• [Task requirements]:
• 1. In the passage on Exodus 19:19, in whose name was R. Julianus ben Tiberinus speaking?
• 2. Pick up the passage on Exodus 19:19 and divine humility after its last sentence and keep writing.

• [Source extract]:

A single grammatical detail in Exodus 19:19 triggered centuries of rabbinic reflection. The verse reads: "Moses spoke, and God answered him out loud." Midrash Tanchuma Buber, Bereshit 4:3 stops on that phrasing and asks the obvious question.
The expected word order
R. Julianus ben Tiberinus, speaking in the name of R. Isaac, pointed out that the natural phrasing would have been the reverse. A student speaks, and the teacher answers. A king speaks, and the subject answers. In every human hierarchy, the greater figure leads and the lesser responds. The verse should read: "God spoke, and Moses answered Him."
But that is not what the Torah says. The Torah puts Moses first. Moses speaks, and God answers.
The humility of the greater voice
R. Julianus read this as another instance of divine humility — the same theme running through all of Bereshit 4. "See the humility of the Holy One," he taught. The voice that thundered across Sinai, the voice that split the sea, the voice that called the world into being — that voice let a human being go first.
Not because Moses outranked God. But because God honored the dialogue. A real conversation cannot have one party always initiating. If Moses was to be the faithful prophet, the Torah's collaborative transmitter, then he had to be allowed to speak first sometimes — and God, remarkably, chose to be the One who responded.

• [Extracted entries]:

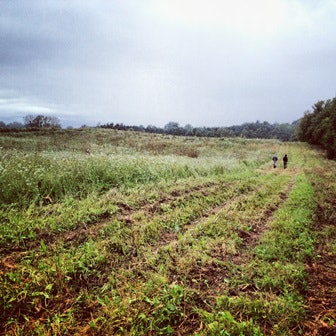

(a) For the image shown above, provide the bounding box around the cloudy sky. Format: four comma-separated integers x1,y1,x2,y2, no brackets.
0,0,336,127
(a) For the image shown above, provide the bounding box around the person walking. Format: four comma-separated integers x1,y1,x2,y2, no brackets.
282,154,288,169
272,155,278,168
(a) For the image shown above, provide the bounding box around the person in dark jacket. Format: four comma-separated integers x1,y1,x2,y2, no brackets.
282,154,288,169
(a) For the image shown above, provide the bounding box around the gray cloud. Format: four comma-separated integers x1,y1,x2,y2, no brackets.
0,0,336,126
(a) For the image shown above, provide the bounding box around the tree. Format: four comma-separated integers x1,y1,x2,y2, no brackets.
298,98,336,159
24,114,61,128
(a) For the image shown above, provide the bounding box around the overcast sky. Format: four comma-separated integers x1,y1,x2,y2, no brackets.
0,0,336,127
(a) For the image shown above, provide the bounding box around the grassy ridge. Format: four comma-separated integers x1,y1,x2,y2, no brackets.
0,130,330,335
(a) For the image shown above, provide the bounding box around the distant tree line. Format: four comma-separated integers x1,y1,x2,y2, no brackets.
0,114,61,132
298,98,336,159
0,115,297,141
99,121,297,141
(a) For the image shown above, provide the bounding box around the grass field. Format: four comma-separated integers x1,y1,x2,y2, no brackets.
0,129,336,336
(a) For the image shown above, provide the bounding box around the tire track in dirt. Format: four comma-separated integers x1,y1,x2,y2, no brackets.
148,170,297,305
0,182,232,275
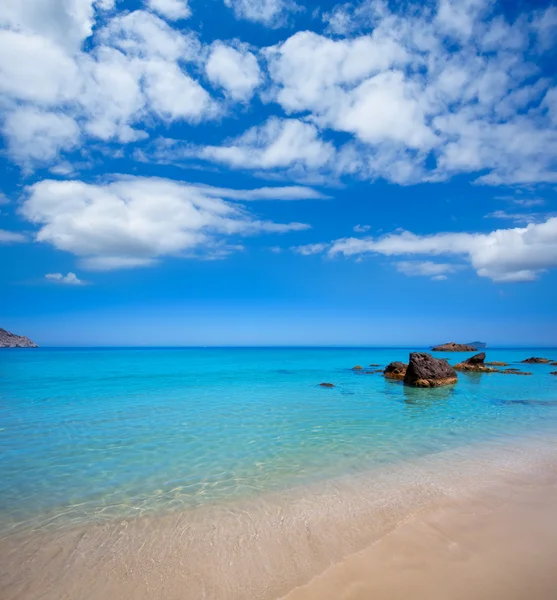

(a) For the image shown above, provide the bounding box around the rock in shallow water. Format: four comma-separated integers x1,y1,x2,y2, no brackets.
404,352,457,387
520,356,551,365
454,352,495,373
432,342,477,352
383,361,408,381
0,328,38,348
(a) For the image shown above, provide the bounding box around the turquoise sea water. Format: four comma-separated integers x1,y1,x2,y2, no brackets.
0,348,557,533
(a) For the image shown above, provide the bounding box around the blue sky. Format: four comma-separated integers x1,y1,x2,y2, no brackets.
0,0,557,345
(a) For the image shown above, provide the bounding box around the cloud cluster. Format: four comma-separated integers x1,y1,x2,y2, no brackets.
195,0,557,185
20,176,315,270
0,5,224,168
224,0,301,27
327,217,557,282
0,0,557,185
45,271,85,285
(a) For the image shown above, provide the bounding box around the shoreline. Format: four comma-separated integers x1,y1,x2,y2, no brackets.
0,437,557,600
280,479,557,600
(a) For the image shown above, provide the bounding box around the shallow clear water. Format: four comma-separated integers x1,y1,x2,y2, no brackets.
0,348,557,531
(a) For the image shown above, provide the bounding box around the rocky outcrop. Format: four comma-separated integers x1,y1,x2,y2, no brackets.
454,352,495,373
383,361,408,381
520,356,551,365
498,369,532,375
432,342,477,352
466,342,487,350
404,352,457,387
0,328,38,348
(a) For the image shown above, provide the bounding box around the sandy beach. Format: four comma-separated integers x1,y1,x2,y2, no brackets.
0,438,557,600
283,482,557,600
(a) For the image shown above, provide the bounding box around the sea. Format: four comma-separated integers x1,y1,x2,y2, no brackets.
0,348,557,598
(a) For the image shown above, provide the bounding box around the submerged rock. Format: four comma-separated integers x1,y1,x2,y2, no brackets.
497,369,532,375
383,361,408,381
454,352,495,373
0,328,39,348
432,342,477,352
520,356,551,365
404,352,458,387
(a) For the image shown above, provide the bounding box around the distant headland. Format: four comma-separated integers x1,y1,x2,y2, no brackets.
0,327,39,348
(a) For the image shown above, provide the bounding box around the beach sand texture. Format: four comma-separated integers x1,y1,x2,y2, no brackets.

• [Expected responses]:
• 1. R. Isaac.

• 2.
What this reveals about prophecy
The midrash treats Exodus 19:19 as a paradigm. Prophecy in the Jewish tradition is not dictation. It is dialogue. Moses was not a passive recorder taking down celestial transcripts. He was a voice in a conversation — and sometimes his voice led, and the Holy One answered.
The rabbis found this pattern throughout the Torah. Abraham argues with God about Sodom (Genesis 18:23-33). Moses talks the Holy One out of destroying Israel after the golden calf (Exodus 32:11-14). Jonah runs from his mission and ends up in negotiation. The God of Israel is a God who answers — sometimes yes, sometimes no, but always in conversation.
R. Julianus closed the teaching with the same refrain that frames the entire section: "Ergo — Your humility has magnified me" (Psalms 18:36).
The takeaway: the prophet speaks first. The Creator answers. That is the astonishing reverse etiquette at the center of Jewish revelation, and it is called humility.